━━ Records for processing ━━

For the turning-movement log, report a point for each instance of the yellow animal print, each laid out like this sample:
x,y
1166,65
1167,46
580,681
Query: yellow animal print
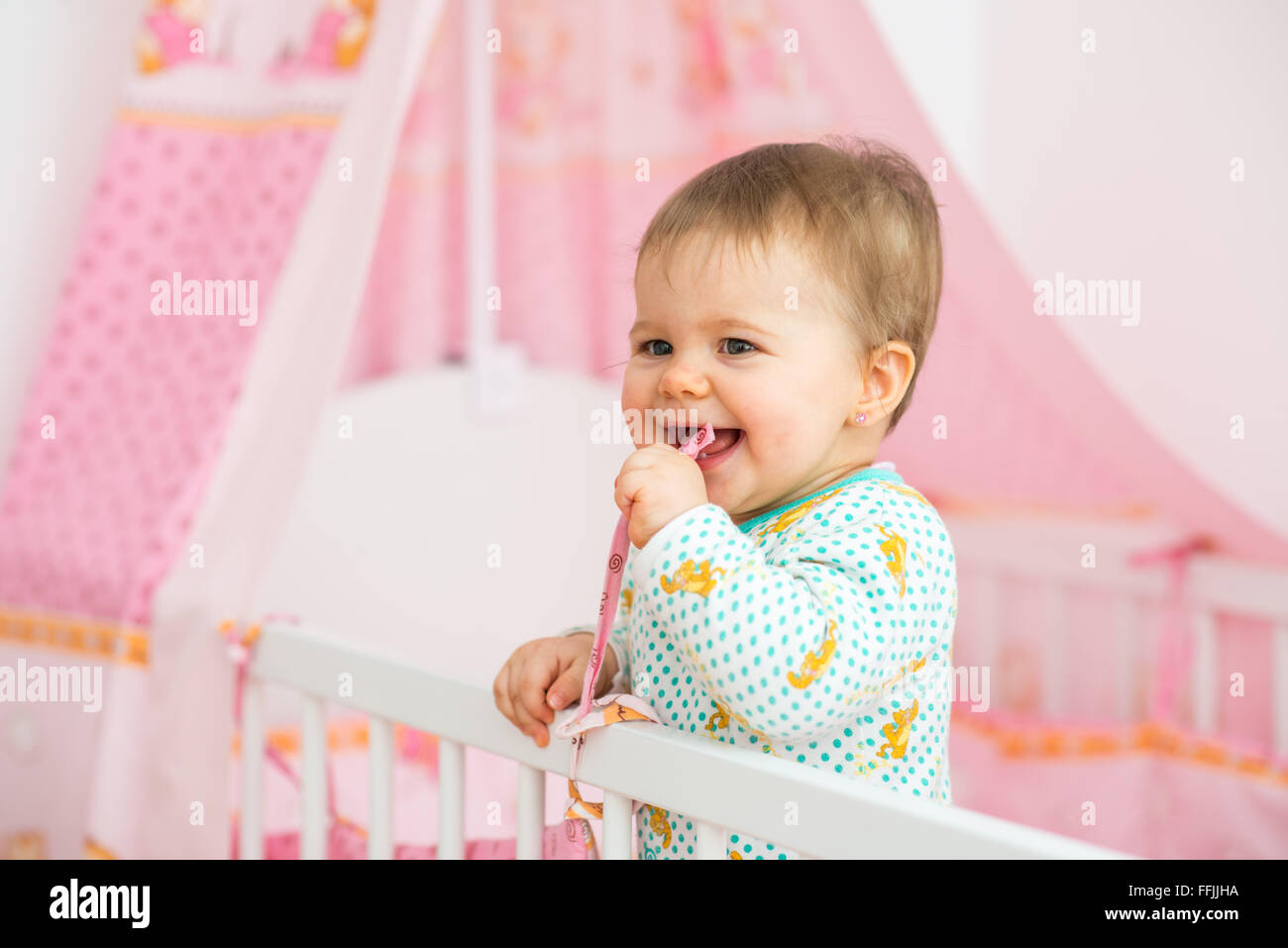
x,y
660,824
897,549
898,732
867,690
789,517
815,662
720,719
27,845
692,578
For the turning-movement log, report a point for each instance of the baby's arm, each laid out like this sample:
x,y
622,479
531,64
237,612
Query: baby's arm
x,y
787,647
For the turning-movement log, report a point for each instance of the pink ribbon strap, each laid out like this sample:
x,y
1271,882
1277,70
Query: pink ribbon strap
x,y
610,708
240,648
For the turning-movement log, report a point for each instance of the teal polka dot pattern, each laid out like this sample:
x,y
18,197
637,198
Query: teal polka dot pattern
x,y
819,633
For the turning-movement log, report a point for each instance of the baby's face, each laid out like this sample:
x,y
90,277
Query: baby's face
x,y
724,343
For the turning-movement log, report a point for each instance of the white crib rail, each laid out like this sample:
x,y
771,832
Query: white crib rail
x,y
722,789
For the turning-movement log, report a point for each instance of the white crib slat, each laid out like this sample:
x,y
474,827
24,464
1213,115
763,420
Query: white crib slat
x,y
252,828
1055,674
617,826
380,789
532,811
1279,685
313,779
451,798
712,840
1203,672
1127,647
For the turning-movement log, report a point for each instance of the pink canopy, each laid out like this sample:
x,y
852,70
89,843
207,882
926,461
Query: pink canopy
x,y
167,427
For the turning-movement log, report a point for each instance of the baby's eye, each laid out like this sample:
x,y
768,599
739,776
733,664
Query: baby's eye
x,y
644,347
741,342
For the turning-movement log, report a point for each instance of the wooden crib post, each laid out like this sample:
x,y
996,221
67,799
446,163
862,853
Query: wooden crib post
x,y
531,811
313,784
252,828
451,798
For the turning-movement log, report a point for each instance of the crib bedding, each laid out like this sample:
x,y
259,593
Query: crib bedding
x,y
369,553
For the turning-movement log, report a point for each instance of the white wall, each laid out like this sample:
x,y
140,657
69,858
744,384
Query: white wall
x,y
1116,163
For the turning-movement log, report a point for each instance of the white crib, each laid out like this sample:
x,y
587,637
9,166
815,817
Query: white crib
x,y
724,789
391,565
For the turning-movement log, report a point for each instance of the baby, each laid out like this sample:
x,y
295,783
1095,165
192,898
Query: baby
x,y
782,591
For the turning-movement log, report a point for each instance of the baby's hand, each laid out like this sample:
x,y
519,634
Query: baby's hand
x,y
656,484
545,675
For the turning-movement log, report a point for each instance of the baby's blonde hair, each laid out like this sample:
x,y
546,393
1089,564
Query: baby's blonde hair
x,y
863,213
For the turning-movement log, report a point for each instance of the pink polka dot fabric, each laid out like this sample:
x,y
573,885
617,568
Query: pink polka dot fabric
x,y
128,408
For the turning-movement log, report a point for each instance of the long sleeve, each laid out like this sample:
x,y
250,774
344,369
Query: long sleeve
x,y
794,642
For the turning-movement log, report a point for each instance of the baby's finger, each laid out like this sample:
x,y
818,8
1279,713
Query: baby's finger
x,y
529,697
501,693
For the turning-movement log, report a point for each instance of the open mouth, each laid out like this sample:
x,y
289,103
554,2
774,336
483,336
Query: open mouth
x,y
724,442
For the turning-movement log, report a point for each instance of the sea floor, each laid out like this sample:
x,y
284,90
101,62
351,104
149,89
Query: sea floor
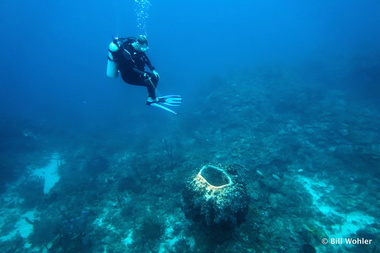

━━━

■ **Problem**
Reproduce every row above verbatim, omitting the pictures.

■ **The response**
For the turning-movement log, report a point for each instance of the yellow animal print, each laid out like this sample:
x,y
1166,65
1167,46
580,681
Query: yellow animal print
x,y
660,824
897,549
898,732
867,690
789,517
815,662
720,719
27,845
692,578
For the turning-movement log, report a point for each instance of the baby's arm, each laid out like this sample:
x,y
622,479
531,64
237,612
Query: baby's arm
x,y
787,647
For the turning-movement log, report a point for each instance of the pink ribbon strap, each laid out like this sample:
x,y
1271,882
1277,70
Query: pink ribbon strap
x,y
610,708
240,648
For the turning-movement log, report a point for each instance of the teal polka dot pattern, each laid out like this sample:
x,y
18,197
637,198
Query: teal polka dot pattern
x,y
819,633
For the turning-movement log, report a point for each instance of the baby's face, each laid out like this sample:
x,y
90,277
Query: baby's face
x,y
724,343
For the turning-movement log, report a point for each instance of the white crib rail, each laid out like this sample:
x,y
771,832
Query: white crib rail
x,y
722,789
For the turning-movement log, report a point for each instance of the white crib slat, each laid out like this sample:
x,y
474,827
24,464
1213,115
763,420
Query: white crib slat
x,y
252,828
1055,674
617,826
380,789
532,811
1279,685
313,779
451,798
712,840
1203,672
1127,647
For the turning-movement log, report a point for each instance of the pink canopy, each laid out like this sample:
x,y
852,70
89,843
207,882
926,461
Query: pink canopy
x,y
167,427
For the turning-movement log, report a point for each instance of the baby's eye, each laid out like this sample:
x,y
768,599
739,776
733,664
Query: baby's eye
x,y
644,347
741,342
For the turning-movement log, report a point for each instance of the wooden crib post, each laid out like this sample:
x,y
996,221
67,799
446,163
862,853
Query: wooden crib post
x,y
531,811
313,784
252,828
451,798
For the turning-movement log, report a point for each instance of the crib bedding, each laid out like this sample:
x,y
259,593
Query: crib bedding
x,y
369,553
For the turning-movement log, report a point for each instance of the white wall, each laid out like this sample:
x,y
140,657
69,858
744,384
Query: white wall
x,y
1116,163
For the turning-movement log, report a point for each instance of the white crib, each laid out like this sample:
x,y
587,637
9,166
815,817
Query: white crib
x,y
724,789
391,565
For the turning-movement log, report a point for each instance of the baby, each laid out like this sample:
x,y
295,783
1095,165
192,898
Query: baby
x,y
782,591
For the turning-movement log, report a point for each instance of the baby's hand, each laid out like this sample:
x,y
519,634
Query: baby's hand
x,y
656,484
545,675
For the turning-movement log, report a point for each instance of the baby's blonde hair, each laid out like this sample:
x,y
546,393
1089,564
Query: baby's blonde hair
x,y
863,213
For the turning-movement log, report a point for each instance of the pink polka dot fabric, each laid out like this sample:
x,y
573,885
617,568
Query: pink polka dot fabric
x,y
128,408
For the turning-movement log, report a point for each instance of the long sleeve, each laid out like this sample:
x,y
250,774
344,369
Query: long sleeve
x,y
794,642
For the turning-movement log, report a point for each instance of the baby's finger, each laid out like this sample:
x,y
818,8
1279,713
Query: baby's finger
x,y
529,697
501,693
For the turning-movement log, report a point for each instance of the open mouth, each laid out like this sample:
x,y
289,103
554,2
774,336
483,336
Query: open mouth
x,y
724,442
For the turning-movement log, report a point for each instance of the sea floor, each laid out like this sample:
x,y
284,90
101,62
351,104
149,89
Query: sea floor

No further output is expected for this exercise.